==== Source

It's logical that the function fails when the default value is set, but succeeds when a value is passed to it.
When defining the function, the type T is unknown, making
T & ((...args: any[]) => any)
also mysterious.
Intersection types:
An intersection type, Person & Serializable & Loggable, for example,
is a Person and Serializable and Loggable. That means an object of
this type will have all members of all three types.
But in your scenario, what does T represent?
By passing a value when calling the function, the compiler can deduce what T is, avoiding failures and inferring that T is () => { type: string; }.
The same outcome occurs with:
function fn<T>(a: T & string = "str") { // fails
return null;
}
fn2("str"); // doesn't fail
However, using union types prevents failure:
function fn<T>(a: T | string = "str") {
return null;
}
Since "str" is a string, the specific type of T becomes irrelevant.
Edit
If I understand correctly, intersection types may not be suitable for your needs.
A potentially better solution could be:
type MyCallback = (...args: any[]) => any;
let defaultFn: MyCallback = () => { return { type: 'abc' }; };
function doSomething<T extends MyCallback>(fn: T = defaultFn as T) {
...
}
You could replace the type with an interface:
interface MyCallback {
(...args: any[]): any;
}
(code in playground)

========
==== Extracted material

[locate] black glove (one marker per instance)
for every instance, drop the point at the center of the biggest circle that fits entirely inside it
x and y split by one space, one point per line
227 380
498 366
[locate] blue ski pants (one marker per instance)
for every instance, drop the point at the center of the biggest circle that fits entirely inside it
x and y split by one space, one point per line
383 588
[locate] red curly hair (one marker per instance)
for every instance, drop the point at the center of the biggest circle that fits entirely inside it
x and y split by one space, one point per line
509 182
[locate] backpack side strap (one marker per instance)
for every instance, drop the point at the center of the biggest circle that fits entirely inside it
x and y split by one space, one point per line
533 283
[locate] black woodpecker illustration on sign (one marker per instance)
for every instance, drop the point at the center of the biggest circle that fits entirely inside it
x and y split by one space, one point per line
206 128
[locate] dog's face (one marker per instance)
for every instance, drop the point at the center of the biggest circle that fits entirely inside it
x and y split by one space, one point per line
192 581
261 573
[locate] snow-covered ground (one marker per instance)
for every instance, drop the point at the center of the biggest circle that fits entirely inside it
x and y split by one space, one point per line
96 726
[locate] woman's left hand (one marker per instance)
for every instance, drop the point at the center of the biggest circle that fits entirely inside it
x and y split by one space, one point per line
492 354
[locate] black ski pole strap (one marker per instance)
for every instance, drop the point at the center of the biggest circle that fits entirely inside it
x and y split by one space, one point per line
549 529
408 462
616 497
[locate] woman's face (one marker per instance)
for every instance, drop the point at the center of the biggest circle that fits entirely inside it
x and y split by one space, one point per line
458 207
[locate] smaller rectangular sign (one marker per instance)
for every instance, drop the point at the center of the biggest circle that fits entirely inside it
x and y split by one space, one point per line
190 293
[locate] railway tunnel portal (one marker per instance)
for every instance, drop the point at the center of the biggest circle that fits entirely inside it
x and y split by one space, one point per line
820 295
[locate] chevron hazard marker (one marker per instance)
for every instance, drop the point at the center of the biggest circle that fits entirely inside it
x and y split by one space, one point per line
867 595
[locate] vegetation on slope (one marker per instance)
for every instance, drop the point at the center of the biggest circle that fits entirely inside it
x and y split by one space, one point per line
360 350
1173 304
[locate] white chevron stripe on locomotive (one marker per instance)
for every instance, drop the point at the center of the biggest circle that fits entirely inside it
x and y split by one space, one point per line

========

■ Problem to solve: Reproduce the passage of the TypeScript answer between "The same outcome" and "for your needs.", inclusive. Rely only on the text to complete this.

■ Written answer:
The same outcome occurs with:
function fn<T>(a: T & string = "str") { // fails
return null;
}
fn2("str"); // doesn't fail
However, using union types prevents failure:
function fn<T>(a: T | string = "str") {
return null;
}
Since "str" is a string, the specific type of T becomes irrelevant.
Edit
If I understand correctly, intersection types may not be suitable for your needs.